**EXERCISE OBJECTIVE**
Resume the gameplay diary below, picking up right after its last sentence.

Mere steps away, we meet Theofil and his guards, who demand to know our business. I choose something banal ("we're just travelers"), at which point one of the guards announces we are now slaves to Theofil. 
   
One of these days, I'll have to do a special entry on my general role-playing tendencies, no matter what the game or character. There are times when I try to force myself to go against those tendencies and role-play a particular character, but otherwise I'm going to choose the "good" option 95% of the time. I will almost always be kind to children, generous with my money (this is partly because the economy is so broken in most games that you're grateful for the opportunity to spend it), and protective of the innocent. I will be unmotivated by choices that have to do with loyalty to my own family or clan if they're the ones in the wrong. I almost always take choices that involve speaking truth to power and denying the divinity of gods. Most important for present purposes, I have no patience with or sympathy for slavers. The moment I find out that's what I'm facing, my general tendency is to attack. 
        
While I agree with the sentiment of #2, I wish the game had given me a less cringey way of expressing it.
   
Thus, although the game offers a path of guile here, Theofil and his guards are soon dead at the ends of our swords. Man, you commenters weren't kidding about El's sword. It's terrifying. Not only does it do plenty of damage on its own, it has a "Vampiric Touch" effect that effectively doubles the damage. Violencia can sometimes kill three enemies per round with it. One problem I'm having, though, is that the game "forgets" my strength bonuses in between sessions. I have to have Violencia unequip and re-equip her belt, and Featherweight unequip and re-equip her sword, to get the strength bonuses back again.
   
Theofil has a magic shield that provides protection against fire, which is nice. I give it to Sunstroke.
     
Inventory items remain relatively clear about what they do.
     
Elsewhere on the map, we find a mercenary band heading to Draj to join the army "to smash the slave villages." Again, there's a guile option ("I, too, am a soldier traveling to Draj"), but we don't see any reason to take it. The combat is brief and easy enough that I check out the auto-combat option for the first time. It works well enough. It favors bows more than I would like and doesn't cast spells at all, and I don't think there's a way to enable this (unlike the Gold Box).

**DATASET EXTRACT**
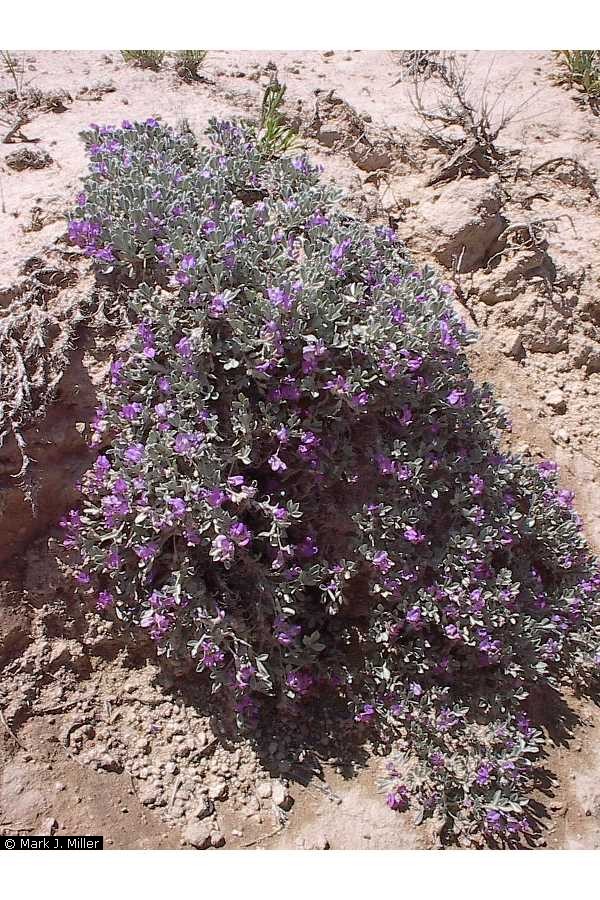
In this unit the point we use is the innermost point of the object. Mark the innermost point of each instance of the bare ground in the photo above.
(94, 738)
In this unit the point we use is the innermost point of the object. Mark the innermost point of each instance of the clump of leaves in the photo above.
(188, 63)
(275, 135)
(581, 69)
(146, 59)
(300, 487)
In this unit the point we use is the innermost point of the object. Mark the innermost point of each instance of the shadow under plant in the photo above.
(300, 488)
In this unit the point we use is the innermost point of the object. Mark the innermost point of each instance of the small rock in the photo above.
(319, 842)
(218, 790)
(205, 809)
(149, 794)
(198, 835)
(49, 826)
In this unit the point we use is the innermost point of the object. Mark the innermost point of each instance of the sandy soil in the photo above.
(93, 739)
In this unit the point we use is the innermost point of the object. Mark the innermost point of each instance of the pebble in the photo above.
(556, 400)
(281, 795)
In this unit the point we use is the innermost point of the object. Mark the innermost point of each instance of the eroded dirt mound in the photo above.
(95, 737)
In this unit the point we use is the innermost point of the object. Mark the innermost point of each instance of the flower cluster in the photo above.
(299, 484)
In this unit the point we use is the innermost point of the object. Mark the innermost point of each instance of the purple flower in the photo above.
(477, 485)
(105, 599)
(218, 306)
(222, 549)
(307, 548)
(366, 715)
(382, 562)
(414, 615)
(212, 655)
(131, 411)
(413, 536)
(279, 297)
(146, 551)
(215, 497)
(300, 682)
(456, 398)
(177, 507)
(484, 773)
(285, 632)
(340, 250)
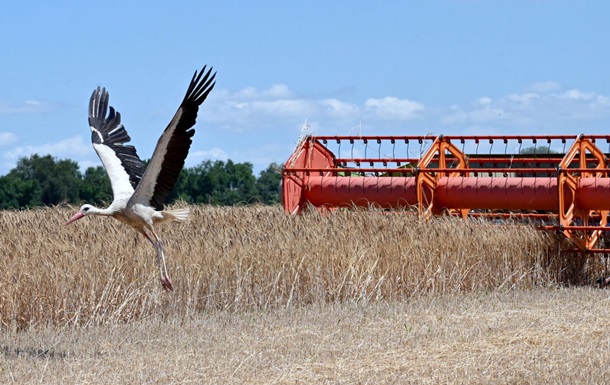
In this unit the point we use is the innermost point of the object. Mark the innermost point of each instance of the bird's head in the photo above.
(84, 210)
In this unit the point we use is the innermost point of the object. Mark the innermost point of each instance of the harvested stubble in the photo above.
(98, 271)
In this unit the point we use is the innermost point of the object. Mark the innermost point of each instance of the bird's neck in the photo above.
(108, 211)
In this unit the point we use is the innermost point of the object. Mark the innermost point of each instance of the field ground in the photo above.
(262, 297)
(550, 336)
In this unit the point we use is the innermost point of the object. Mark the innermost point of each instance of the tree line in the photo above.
(46, 181)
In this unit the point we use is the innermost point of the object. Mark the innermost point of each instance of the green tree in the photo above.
(58, 181)
(17, 193)
(95, 187)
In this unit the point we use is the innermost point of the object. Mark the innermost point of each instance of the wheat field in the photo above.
(99, 271)
(264, 297)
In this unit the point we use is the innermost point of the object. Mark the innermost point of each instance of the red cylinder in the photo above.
(497, 193)
(339, 191)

**TASK ANSWER**
The only new way to go from here is to the south. The next map has more of the mineral springs, plus large crystals growing out of the sands. We meet a mul who calls himself the Druid of the Steaming Waters, exiled from his oasis by a defiler and his band of guards. The "defiler" turns out to be another Drajan templar, this one named Takan. As before, his guards challenge us as we approach. As before, we decline to lie our way in, and again a bunch of guards and a templar lie dead on the shifting sands. This templar has an obsidian necklace that casts "Disintegrate." For some reason, he didn't use it on us. The grateful druid tells us about a treasure hidden in the badlands to the east; based on his description, it is the very treasure Violencia wears around her waist.
   
Next map south, we find a bunch of geoglyphs on the overhead map, including one of a dragon. I suspect this is where we might collect the "dragon's eye" treasure that the announcer told us about. (I have no idea why I didn't kill him.) Unfortunately, clicking in and around its eye produces nothing, and there's no "search" command in the game. However, I remember that some of the guards two maps ago had tools that I didn't pick up. When I get back to the location of that battle, most of the dropped equipment is gone, but both a shovel and a pick-axe remain. I take both.
     
This all looked pretty cool, but none of it amounted to much. At least not yet.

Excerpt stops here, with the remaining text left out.